=== Work required ===
State how many lines in the rows below contain the word "cowboy". Give only the number.

=== Data excerpts ===
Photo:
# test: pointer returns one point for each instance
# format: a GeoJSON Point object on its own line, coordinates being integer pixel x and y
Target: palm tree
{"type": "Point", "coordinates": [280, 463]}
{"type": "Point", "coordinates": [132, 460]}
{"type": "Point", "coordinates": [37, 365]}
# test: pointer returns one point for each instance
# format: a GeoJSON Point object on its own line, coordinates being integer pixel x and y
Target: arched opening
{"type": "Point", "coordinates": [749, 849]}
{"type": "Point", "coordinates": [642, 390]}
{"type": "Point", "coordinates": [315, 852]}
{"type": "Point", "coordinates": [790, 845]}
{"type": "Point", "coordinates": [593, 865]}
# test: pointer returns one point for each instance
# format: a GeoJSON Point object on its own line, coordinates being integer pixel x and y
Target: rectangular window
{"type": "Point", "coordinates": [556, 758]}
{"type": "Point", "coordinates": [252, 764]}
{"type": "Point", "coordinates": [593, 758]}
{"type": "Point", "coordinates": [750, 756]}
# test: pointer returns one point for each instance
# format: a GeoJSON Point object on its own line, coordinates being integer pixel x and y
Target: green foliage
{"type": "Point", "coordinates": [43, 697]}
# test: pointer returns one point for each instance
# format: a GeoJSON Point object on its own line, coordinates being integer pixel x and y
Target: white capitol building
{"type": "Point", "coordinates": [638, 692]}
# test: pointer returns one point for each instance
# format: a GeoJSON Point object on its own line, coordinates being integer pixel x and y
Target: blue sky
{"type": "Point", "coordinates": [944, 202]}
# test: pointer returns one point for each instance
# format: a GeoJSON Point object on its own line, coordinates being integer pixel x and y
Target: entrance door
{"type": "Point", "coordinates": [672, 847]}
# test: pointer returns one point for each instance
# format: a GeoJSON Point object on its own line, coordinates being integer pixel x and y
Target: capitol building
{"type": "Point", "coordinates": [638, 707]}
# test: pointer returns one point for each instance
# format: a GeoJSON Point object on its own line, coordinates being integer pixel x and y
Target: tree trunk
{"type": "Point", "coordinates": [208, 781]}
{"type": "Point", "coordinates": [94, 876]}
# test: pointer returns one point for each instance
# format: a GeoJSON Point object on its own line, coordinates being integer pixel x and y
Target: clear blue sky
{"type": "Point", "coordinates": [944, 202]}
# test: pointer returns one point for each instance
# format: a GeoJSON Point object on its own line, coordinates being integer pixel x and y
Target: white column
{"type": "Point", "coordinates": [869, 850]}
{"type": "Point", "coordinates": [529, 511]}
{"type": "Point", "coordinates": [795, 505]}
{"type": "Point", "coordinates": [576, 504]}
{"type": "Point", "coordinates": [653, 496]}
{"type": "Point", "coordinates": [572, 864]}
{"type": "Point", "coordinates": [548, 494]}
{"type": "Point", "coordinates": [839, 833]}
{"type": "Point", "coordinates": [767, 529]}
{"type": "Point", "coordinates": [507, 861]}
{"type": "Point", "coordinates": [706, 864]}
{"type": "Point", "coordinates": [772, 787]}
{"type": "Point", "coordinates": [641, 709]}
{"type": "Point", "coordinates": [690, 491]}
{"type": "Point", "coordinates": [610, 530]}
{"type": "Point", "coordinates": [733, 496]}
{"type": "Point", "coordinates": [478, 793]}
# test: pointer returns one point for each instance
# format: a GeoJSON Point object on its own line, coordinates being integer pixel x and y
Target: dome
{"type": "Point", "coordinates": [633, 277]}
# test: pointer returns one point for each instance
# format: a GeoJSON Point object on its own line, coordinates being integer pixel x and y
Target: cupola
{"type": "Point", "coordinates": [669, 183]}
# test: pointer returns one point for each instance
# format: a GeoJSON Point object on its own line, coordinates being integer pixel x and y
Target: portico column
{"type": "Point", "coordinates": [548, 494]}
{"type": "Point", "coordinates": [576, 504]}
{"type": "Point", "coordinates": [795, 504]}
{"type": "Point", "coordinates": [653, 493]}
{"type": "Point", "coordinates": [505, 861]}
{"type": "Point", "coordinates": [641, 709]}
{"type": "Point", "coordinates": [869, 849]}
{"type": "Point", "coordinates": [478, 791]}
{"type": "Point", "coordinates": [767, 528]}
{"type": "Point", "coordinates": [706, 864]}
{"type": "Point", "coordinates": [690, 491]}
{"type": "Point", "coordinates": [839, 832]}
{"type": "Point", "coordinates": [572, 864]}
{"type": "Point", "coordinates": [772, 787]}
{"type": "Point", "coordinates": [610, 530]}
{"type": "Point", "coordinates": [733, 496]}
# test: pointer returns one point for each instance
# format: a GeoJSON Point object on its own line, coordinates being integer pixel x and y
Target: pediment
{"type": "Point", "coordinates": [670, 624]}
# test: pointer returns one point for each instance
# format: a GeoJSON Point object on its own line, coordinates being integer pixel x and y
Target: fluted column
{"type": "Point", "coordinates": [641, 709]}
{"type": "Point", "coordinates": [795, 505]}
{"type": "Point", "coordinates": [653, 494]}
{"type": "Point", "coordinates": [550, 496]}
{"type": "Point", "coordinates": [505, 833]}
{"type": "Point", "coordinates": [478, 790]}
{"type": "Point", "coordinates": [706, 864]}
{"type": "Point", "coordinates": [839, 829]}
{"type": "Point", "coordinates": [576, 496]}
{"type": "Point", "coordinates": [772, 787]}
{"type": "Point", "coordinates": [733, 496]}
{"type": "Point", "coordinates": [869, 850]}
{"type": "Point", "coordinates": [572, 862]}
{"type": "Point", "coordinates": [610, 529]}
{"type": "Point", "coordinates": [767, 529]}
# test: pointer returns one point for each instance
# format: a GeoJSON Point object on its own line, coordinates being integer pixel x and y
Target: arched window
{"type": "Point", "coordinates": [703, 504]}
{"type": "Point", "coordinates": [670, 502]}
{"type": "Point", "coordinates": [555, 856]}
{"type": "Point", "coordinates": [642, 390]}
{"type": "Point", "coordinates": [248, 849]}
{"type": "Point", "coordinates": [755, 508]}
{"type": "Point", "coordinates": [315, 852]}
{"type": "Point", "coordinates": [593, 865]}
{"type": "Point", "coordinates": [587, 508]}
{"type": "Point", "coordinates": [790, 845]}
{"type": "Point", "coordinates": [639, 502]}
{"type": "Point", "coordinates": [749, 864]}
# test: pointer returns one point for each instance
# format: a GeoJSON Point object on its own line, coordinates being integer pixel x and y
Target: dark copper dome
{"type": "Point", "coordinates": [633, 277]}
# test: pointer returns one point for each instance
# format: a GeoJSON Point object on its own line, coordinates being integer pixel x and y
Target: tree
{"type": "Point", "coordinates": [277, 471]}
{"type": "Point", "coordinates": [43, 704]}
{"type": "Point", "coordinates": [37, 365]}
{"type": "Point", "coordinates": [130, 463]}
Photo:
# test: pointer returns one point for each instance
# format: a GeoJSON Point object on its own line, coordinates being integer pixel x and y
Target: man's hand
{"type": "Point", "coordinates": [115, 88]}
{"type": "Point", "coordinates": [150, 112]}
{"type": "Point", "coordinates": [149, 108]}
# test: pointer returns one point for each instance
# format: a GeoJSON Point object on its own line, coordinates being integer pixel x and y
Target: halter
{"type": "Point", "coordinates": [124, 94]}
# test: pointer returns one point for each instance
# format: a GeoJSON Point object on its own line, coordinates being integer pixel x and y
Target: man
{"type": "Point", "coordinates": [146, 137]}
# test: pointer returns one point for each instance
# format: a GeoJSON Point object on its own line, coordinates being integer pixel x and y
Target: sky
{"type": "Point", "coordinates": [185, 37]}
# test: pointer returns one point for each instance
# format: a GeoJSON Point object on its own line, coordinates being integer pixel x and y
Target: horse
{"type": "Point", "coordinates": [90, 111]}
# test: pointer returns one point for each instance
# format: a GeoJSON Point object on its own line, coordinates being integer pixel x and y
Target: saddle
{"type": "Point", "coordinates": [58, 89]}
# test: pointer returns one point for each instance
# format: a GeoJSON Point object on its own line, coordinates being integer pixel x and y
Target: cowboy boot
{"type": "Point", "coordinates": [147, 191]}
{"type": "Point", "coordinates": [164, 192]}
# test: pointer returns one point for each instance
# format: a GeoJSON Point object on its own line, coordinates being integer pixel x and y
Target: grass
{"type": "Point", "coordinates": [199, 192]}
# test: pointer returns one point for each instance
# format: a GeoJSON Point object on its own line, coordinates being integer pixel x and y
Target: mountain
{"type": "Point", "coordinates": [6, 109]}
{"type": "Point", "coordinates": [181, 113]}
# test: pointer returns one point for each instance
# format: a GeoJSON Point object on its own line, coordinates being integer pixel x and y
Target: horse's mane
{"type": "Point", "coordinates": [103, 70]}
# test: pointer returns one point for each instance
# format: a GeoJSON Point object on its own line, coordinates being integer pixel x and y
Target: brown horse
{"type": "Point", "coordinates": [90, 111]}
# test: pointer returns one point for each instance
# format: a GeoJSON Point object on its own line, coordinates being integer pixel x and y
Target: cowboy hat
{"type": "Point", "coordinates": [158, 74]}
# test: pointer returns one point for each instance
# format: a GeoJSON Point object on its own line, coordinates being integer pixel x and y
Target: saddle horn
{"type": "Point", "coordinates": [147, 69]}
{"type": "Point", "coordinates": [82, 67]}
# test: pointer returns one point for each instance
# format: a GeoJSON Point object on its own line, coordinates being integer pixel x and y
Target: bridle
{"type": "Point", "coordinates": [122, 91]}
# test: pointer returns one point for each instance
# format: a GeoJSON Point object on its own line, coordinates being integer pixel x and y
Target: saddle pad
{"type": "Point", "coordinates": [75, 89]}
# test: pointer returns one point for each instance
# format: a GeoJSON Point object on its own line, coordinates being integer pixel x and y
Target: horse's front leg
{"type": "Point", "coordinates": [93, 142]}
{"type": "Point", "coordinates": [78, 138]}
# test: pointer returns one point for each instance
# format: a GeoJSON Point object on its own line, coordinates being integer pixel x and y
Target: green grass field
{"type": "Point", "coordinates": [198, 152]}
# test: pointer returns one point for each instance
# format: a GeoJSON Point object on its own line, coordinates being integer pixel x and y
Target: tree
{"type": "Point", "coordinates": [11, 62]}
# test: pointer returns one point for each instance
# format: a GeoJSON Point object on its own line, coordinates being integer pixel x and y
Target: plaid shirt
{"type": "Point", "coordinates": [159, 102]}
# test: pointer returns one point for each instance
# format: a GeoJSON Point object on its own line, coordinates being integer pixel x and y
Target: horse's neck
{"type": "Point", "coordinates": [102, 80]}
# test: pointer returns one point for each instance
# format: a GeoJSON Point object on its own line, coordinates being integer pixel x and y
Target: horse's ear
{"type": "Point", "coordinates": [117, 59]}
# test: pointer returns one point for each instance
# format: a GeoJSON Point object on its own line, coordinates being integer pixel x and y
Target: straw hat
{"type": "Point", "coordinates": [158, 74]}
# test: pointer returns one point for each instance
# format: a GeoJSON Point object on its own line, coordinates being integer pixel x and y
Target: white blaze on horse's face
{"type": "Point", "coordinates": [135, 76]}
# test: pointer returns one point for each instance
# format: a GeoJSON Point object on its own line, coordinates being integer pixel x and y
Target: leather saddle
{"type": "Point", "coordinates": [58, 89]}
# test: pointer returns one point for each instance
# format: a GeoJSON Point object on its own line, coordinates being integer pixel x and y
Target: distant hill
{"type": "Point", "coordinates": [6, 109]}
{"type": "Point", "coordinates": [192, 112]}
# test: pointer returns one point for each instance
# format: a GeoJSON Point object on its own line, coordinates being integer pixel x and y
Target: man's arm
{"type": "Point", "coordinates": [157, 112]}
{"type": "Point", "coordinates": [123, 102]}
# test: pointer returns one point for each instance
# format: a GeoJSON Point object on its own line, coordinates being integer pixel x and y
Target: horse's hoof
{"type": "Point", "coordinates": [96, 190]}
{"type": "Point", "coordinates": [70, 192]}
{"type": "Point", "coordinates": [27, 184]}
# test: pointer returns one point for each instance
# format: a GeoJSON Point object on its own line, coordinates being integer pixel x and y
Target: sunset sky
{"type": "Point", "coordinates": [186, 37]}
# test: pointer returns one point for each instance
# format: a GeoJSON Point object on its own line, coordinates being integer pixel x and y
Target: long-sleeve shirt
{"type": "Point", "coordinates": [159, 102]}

=== Answer for the task ===
2